Recorded information:
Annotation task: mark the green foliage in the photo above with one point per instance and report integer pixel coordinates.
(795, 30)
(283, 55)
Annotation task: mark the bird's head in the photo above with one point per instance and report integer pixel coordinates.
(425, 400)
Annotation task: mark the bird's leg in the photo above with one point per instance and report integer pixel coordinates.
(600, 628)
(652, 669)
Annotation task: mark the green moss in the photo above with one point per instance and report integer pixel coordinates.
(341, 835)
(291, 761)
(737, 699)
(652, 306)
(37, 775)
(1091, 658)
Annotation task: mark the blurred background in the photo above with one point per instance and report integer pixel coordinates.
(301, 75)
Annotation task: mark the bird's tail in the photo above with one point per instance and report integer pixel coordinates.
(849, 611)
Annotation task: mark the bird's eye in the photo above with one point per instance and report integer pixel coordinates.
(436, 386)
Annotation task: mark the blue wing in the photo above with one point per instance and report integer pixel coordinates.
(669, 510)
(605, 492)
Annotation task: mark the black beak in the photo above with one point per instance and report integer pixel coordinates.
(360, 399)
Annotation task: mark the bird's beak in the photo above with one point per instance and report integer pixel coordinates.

...

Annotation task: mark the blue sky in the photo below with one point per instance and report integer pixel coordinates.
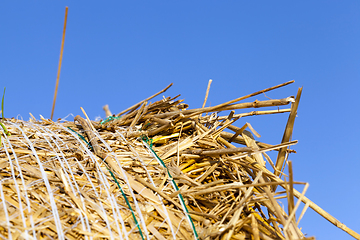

--

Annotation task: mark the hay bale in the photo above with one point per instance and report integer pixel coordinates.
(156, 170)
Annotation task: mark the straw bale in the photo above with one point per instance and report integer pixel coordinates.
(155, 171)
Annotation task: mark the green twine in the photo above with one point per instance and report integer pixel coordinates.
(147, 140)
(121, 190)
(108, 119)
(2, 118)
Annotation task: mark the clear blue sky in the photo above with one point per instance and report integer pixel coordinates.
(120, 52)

Task item:
From the records above, transcribe exactly the run of lines that opens with the line holding "Annotation task: mark the black" and closes with the line holding "Annotation task: mark the bird's beak", both included.

Expected output:
Annotation task: mark the black beak in the photo above with one point per instance and report integer pixel coordinates.
(360, 399)
Annotation task: mark the bird's beak in the photo above with one point per instance and report integer pixel coordinates.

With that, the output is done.